TEXT SEGMENT.
▼▼▼

JuliaIO / JSON.jl

JSON parsing and printing
Other
313 stars 101 forks source link

Reading past end of JSON data in a stream #239

Open ScottPJones opened 6 years ago

ScottPJones commented 6 years ago

While investigating an issue with my changes for better performance and to fix numeric parsing issues, I realized that parsing a number can "eat" the next character in a stream. The way that the async.jl unit test works, by writing out a stream of JSON values, and then reading them on another process, breaks if there is not another character to separate the values, and just a number is being read. I attempted to fix this using Base.peek, however on v0.6.2, it doesn't work for the type TCPStream. I'm not sure what the behavior of a similar test in JavaScript or Python would be.

TotalVerb commented 6 years ago

We should put back any characters we are eating. Is there a reason peek doesn't work on TCPStream?

ScottPJones commented 6 years ago

For one thing, peek isn't even exported, and it is not implemented for TCPStream in v0.6.2. I haven't tried yet on master.

(The peek implementation looked like it might hurt performance a lot, also, at least one of the methods, that does a try / finally and saves / restores the position in the stream, after reading a single byte) A better approach in that case would be to only restore the position in the case of reading a JSON number when finding something that isn't a digit (after a -, ., e, E or + (in an exponent), one or more digits are always required).

TotalVerb commented 6 years ago

What I mean is, is there a reason why peek is not implemented (in Base), as it seems this would be a really useful feature overall?

ScottPJones commented 6 years ago

I'm not sure why it was left unexported in master, but at least there it is better supported (instead of just 2 methods, it has 7, including peek(s::Base.LibuvStream) in Base at stream.jl:1182, which should handle TCPSocket. (I misremembered the name before, it's TCPSocket instead of TCPStream)

samoconnor commented 6 years ago

doesn't work for the type TCPStream.

You'll likely also run into trouble with wrappers like SSLContext (almost every HTTP connection is a HTTPS connection nowdays).

To me having a peek that only returns one character is a bit arbitrary. I think it would be more useful to have a peek that returns a view of however many bytes are available in whatever buffer the IO implementation has. e.g. it would be handy to peek in the buffer for presence of e.g. \r\n\r\n before reading.

ScottPJones commented 6 years ago

One character (really, 1 byte) look-ahead is all that the JSON format needs, and that is only for numbers (everything else is terminated by a byte that is known in advance, i.e. '}', ']', ':'or '"'). Having a function that could read the entire buffer of ready to be read bytes would also be quite useful, for other things.

▲▲▲

TASKS TO PERFORM.
**A.** According to the JSON.jl issue thread, why does the JSON format need one-byte look-ahead only when reading numbers?
**B.** Could you transcribe the part of the JSON.jl issue thread that opens with the words containing "We should put" and closes with "useful feature overall?"?
**C.** Can you pick up the JSON.jl issue thread after its last comment and continue it?

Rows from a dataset

▼▼▼

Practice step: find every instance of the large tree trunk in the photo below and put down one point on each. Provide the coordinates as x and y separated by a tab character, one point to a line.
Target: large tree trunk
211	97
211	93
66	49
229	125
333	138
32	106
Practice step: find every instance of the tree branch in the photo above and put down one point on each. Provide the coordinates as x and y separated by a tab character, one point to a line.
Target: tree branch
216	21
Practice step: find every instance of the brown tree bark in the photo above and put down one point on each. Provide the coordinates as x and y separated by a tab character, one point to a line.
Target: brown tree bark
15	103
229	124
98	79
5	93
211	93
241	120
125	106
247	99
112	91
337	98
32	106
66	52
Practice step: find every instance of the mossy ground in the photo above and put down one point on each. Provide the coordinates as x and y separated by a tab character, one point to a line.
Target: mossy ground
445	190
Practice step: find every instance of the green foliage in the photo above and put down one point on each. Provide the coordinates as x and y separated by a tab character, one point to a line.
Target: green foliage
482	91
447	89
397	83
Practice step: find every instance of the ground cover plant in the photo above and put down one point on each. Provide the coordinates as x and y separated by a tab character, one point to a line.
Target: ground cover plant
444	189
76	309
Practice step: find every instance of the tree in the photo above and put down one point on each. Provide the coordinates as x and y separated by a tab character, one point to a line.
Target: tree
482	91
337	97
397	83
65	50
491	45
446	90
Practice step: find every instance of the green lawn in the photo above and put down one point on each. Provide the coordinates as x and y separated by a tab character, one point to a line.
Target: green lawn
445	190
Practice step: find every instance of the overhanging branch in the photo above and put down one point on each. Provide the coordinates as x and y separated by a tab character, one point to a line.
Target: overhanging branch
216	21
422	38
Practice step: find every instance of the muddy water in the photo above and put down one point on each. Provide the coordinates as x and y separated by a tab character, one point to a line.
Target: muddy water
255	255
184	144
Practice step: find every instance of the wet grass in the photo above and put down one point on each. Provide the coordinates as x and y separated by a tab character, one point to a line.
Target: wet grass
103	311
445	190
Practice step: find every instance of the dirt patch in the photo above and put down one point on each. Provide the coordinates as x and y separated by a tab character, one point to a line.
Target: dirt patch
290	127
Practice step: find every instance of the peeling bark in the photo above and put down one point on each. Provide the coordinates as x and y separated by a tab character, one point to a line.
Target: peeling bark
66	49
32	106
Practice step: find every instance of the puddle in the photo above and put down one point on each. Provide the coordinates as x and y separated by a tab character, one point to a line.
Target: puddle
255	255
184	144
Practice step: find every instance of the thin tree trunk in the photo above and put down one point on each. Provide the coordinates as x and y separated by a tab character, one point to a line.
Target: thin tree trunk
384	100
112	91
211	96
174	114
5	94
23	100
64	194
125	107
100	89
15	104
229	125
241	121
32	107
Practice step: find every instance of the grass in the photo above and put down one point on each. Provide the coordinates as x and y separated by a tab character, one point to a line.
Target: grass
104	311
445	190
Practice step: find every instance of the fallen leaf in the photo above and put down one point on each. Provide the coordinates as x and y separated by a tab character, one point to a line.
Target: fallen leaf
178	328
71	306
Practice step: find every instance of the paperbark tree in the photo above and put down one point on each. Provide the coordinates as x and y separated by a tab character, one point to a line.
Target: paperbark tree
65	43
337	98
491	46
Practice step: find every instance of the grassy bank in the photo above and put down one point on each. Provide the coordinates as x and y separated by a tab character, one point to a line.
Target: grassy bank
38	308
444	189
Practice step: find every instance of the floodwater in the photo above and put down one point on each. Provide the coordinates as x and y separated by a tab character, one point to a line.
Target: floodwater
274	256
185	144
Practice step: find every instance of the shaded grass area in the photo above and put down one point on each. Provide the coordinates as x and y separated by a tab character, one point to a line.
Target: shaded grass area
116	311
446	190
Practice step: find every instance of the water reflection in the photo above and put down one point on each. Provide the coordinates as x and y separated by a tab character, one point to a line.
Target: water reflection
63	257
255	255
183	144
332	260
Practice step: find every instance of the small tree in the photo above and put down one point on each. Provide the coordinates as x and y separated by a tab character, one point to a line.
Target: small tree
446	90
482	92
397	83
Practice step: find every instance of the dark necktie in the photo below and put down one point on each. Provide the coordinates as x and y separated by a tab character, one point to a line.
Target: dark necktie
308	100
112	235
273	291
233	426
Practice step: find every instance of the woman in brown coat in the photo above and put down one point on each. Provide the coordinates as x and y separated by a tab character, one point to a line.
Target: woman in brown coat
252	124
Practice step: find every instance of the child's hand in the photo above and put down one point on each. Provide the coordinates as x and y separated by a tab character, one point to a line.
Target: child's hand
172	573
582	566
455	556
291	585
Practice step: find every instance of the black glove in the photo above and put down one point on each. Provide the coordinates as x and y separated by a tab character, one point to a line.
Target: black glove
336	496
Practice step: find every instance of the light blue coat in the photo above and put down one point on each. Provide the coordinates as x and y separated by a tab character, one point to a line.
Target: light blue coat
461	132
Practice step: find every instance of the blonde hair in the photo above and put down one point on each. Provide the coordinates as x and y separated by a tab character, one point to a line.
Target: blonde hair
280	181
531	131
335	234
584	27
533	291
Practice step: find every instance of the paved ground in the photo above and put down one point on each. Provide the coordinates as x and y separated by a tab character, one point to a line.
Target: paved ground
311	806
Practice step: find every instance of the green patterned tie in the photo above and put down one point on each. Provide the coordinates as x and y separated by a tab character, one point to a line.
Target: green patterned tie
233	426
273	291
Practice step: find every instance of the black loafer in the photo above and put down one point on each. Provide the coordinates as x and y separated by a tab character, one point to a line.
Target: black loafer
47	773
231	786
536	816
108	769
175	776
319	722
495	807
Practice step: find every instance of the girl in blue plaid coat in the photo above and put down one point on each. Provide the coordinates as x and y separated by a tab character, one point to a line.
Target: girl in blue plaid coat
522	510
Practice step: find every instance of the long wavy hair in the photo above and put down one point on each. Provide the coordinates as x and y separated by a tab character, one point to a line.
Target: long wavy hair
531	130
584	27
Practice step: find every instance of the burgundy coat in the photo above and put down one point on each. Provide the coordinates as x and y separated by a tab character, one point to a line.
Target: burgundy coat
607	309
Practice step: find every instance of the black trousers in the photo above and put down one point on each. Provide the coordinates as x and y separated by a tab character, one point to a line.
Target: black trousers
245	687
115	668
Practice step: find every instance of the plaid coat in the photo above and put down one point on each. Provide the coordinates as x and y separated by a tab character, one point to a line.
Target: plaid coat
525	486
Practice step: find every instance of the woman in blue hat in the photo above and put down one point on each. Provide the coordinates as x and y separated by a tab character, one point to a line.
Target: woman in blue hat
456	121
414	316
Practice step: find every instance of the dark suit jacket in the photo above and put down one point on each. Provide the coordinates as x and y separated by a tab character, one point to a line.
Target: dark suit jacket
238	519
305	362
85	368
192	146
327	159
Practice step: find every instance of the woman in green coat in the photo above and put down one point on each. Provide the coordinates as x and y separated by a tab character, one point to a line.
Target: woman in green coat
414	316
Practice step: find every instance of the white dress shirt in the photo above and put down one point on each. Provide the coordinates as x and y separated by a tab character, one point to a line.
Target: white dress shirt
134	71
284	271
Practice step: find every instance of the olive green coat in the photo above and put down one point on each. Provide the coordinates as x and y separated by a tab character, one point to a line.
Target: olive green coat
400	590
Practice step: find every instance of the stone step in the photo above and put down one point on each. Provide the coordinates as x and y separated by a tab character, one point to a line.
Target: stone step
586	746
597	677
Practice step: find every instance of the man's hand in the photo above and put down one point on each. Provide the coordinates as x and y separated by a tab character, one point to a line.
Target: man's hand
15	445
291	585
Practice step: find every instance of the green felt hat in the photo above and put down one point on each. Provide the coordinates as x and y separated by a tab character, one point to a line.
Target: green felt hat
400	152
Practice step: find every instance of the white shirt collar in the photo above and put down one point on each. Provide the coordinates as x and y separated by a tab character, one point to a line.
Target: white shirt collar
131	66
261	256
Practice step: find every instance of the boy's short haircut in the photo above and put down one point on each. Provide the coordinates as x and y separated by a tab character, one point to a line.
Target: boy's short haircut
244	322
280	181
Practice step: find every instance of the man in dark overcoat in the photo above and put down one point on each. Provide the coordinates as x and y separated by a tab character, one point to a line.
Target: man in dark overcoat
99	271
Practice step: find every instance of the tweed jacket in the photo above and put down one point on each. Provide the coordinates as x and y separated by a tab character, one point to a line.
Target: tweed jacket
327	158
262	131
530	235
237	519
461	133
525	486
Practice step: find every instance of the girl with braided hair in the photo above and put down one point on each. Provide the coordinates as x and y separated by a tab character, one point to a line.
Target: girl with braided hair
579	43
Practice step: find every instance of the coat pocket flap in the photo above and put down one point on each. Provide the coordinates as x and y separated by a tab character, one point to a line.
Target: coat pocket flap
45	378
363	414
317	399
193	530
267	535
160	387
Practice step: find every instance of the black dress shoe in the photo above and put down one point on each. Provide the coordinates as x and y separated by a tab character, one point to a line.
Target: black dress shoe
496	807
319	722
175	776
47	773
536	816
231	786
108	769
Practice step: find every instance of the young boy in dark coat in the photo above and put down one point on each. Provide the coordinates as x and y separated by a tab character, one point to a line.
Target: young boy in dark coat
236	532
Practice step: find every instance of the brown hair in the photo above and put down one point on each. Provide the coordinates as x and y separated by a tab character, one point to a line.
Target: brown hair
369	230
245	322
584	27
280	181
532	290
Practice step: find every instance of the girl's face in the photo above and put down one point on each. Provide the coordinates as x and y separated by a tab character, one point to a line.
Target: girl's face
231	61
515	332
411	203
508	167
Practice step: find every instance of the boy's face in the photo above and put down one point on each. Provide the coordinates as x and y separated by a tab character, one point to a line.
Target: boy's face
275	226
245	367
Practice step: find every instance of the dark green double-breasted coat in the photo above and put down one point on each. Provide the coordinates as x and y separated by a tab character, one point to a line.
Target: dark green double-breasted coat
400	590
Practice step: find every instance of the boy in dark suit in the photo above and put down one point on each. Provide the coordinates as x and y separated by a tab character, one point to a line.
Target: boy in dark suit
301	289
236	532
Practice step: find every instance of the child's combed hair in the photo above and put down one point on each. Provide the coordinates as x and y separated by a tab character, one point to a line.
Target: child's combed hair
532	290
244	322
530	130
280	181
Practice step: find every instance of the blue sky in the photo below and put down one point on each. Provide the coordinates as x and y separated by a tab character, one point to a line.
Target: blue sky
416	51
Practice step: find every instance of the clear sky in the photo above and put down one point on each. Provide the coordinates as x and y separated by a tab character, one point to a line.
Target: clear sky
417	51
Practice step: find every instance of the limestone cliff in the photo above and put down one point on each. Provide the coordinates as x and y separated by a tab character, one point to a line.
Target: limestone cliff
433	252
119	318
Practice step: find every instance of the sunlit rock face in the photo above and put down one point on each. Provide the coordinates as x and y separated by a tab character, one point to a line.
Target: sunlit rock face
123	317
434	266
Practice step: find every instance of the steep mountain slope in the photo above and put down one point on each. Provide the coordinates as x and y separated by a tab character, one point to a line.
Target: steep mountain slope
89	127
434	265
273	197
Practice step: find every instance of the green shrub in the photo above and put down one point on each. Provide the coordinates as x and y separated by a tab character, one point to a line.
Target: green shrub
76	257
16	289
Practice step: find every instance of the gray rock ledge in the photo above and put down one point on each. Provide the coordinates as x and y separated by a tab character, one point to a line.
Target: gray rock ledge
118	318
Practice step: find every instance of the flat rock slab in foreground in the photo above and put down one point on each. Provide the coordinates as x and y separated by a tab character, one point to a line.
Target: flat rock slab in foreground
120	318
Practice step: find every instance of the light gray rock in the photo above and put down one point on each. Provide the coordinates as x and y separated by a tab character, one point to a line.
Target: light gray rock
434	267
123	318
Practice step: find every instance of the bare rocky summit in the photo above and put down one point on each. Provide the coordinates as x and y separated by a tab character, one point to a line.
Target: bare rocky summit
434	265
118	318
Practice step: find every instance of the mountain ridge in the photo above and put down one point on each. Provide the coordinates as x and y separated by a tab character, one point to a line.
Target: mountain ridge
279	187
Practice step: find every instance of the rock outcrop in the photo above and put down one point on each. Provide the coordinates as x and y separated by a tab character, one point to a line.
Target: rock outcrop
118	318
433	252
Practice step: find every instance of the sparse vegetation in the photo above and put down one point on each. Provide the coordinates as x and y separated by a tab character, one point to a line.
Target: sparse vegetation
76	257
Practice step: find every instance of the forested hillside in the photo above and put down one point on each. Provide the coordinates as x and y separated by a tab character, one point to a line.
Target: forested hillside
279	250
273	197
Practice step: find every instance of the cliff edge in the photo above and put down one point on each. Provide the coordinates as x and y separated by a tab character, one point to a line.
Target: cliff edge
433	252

▲▲▲

ANSWERS BY TASK.
**A.** Every other part of JSON ends with a byte that is known in advance: '}', ']', ':' or '"'. Numbers are the only case where the parser must look one byte ahead.

**B.**
We should put back any characters we are eating. Is there a reason peek doesn't work on TCPStream?

ScottPJones commented 6 years ago

For one thing, peek isn't even exported, and it is not implemented for TCPStream in v0.6.2. I haven't tried yet on master.

(The peek implementation looked like it might hurt performance a lot, also, at least one of the methods, that does a try / finally and saves / restores the position in the stream, after reading a single byte) A better approach in that case would be to only restore the position in the case of reading a JSON number when finding something that isn't a digit (after a -, ., e, E or + (in an exponent), one or more digits are always required).

TotalVerb commented 6 years ago

What I mean is, is there a reason why peek is not implemented (in Base), as it seems this would be a really useful feature overall?

**C.**
peteristhegreat commented 3 years ago

I hit this bug today while accidentally reading some SOAP responses. Having the response wiped while doing a JSON read feels like a bug. In this example the original string is preserved, but in my debugging session, I was dealing with the array output initially not a string.

julia> body = "<XML>This is not JSON</XML>\n"
"<XML>This is not JSON</XML>\n"

julia> array = Vector{UInt8}(body)
28-element Array{UInt8,1}:
 0x3c
 0x58
 0x4d
 0x4c
 0x3e
 0x54
 0x68
 0x69
 0x73
 0x20
 0x69
 0x73
 0x20
 0x6e
 0x6f
 0x74
 0x20
 0x4a
 0x53
 0x4f
 0x4e
 0x3c
 0x2f
 0x58
 0x4d
 0x4c
 0x3e
 0x0a

julia> JSON.parse(String(array))
ERROR: Unexpected character
Line: 0
Around: ...<XML>This is not JSON<...
            ^

Stacktrace:
 [1] error(::String) at ./error.jl:33
 [2] _error(::String, ::JSON.Parser.MemoryParserState) at /Users/user/.julia/packages/JSON/3rsiS/src/Parser.jl:140
 [3] parse_jsconstant(::JSON.Parser.ParserContext{Dict{String,Any},Int64,true,nothing}, ::JSON.Parser.MemoryParserState) at /Users/user/.julia/packages/JSON/3rsiS/src/Parser.jl:193
 [4] parse_value(::JSON.Parser.ParserContext{Dict{String,Any},Int64,true,nothing}, ::JSON.Parser.MemoryParserState) at /Users/user/.julia/packages/JSON/3rsiS/src/Parser.jl:170
 [5] #parse#1(::Type, ::Type{Int64}, ::Bool, ::Nothing, ::typeof(JSON.Parser.parse), ::String) at /Users/user/.julia/packages/JSON/3rsiS/src/Parser.jl:460
 [6] parse(::String) at /Users/user/.julia/packages/JSON/3rsiS/src/Parser.jl:458
 [7] top-level scope at REPL[19]:1

julia> array
0-element Array{UInt8,1}

julia> body
"<XML>This is not JSON</XML>\n"

Basically, reading off the end of the array causes the array to get dropped. I would rather it not drop the array.

It looks like this thread here is related.

https://github.com/JuliaLang/julia/issues/24388

KristofferC commented 3 years ago

How is this related to JSON.jl?

julia> body = "<XML>This is not JSON</XML>\n"
"<XML>This is not JSON</XML>\n"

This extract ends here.